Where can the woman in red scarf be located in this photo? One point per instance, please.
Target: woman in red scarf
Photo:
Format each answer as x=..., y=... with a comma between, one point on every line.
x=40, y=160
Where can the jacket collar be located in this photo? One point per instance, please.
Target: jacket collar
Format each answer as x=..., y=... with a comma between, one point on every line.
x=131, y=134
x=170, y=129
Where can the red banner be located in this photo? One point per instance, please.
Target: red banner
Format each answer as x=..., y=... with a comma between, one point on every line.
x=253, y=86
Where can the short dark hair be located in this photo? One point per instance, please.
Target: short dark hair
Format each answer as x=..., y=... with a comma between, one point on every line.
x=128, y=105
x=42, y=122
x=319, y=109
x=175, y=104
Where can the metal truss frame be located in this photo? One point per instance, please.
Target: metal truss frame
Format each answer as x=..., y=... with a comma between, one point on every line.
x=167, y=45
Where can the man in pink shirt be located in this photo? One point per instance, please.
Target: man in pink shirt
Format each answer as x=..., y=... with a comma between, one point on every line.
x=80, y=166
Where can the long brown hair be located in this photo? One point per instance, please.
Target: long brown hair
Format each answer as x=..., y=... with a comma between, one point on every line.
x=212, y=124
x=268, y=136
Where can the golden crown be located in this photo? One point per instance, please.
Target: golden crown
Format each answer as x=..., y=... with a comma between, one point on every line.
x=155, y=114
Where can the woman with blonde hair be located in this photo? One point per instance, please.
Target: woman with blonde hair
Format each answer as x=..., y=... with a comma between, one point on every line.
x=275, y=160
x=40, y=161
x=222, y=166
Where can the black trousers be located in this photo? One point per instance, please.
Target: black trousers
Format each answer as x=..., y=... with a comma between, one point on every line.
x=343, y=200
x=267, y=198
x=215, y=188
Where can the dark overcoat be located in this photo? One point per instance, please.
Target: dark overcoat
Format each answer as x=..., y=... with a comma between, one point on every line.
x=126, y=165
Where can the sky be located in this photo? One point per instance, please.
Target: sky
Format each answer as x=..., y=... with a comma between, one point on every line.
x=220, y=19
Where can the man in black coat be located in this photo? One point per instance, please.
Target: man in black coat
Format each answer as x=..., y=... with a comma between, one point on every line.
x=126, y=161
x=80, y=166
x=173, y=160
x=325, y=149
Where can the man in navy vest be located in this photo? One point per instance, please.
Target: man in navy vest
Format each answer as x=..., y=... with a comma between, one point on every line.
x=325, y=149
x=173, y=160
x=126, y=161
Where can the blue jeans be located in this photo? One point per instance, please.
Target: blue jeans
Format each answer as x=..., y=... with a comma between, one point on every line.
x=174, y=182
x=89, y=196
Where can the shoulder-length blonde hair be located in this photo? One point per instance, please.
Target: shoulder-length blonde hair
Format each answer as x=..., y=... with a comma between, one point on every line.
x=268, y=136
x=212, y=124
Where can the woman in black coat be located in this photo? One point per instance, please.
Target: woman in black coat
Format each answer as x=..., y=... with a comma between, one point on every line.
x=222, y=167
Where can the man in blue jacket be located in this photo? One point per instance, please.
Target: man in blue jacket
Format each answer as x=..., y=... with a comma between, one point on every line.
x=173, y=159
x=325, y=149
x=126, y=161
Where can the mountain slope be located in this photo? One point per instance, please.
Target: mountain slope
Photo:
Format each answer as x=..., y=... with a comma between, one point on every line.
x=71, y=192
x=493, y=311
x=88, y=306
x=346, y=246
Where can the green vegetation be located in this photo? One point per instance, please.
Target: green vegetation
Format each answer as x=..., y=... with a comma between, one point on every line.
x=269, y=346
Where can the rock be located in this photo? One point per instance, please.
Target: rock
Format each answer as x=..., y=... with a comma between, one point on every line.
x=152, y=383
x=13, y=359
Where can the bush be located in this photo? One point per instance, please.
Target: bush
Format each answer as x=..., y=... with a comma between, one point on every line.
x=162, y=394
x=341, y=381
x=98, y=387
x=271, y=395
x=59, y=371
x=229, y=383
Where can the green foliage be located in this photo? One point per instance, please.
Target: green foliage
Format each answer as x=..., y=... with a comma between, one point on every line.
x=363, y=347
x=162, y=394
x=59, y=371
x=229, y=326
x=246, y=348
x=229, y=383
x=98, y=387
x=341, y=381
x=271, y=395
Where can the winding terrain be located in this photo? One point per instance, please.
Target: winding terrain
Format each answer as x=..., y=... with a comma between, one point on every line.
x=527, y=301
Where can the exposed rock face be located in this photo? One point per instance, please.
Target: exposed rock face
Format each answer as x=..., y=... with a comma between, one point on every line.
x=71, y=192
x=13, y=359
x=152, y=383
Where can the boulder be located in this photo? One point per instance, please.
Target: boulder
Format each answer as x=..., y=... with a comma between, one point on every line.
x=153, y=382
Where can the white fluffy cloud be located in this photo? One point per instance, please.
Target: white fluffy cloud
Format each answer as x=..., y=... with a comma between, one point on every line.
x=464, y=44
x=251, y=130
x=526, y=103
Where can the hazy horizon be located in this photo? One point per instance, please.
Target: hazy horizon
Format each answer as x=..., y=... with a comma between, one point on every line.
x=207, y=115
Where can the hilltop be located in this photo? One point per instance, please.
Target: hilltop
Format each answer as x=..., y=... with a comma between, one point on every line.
★ ★ ★ ★ ★
[Written problem] Can you rescale every line between the one holding "Where can the exposed" and the one holding "x=526, y=103", inclusive, by giving them all again, requests included, with each x and y coordinate in the answers multiplied by 2.45 and rounded to a whole number (halves up)? Return only those lines.

[Written reply]
Where can the exposed rock face be located in this photo? One point per instance, please.
Target: exposed rock face
Format each answer as x=..., y=... with a comma between, one point on every line.
x=174, y=470
x=32, y=880
x=372, y=938
Where can the boulder be located in this photo? One point per instance, please.
Target: boulder
Format each answer as x=..., y=... with a comma between, one point on every line.
x=375, y=936
Where can the white fluffy cloud be located in this photo? One point per instance, please.
Target: white fluffy cloud
Format each answer as x=..., y=... with a comma between, one point on every line.
x=1137, y=108
x=615, y=319
x=1289, y=252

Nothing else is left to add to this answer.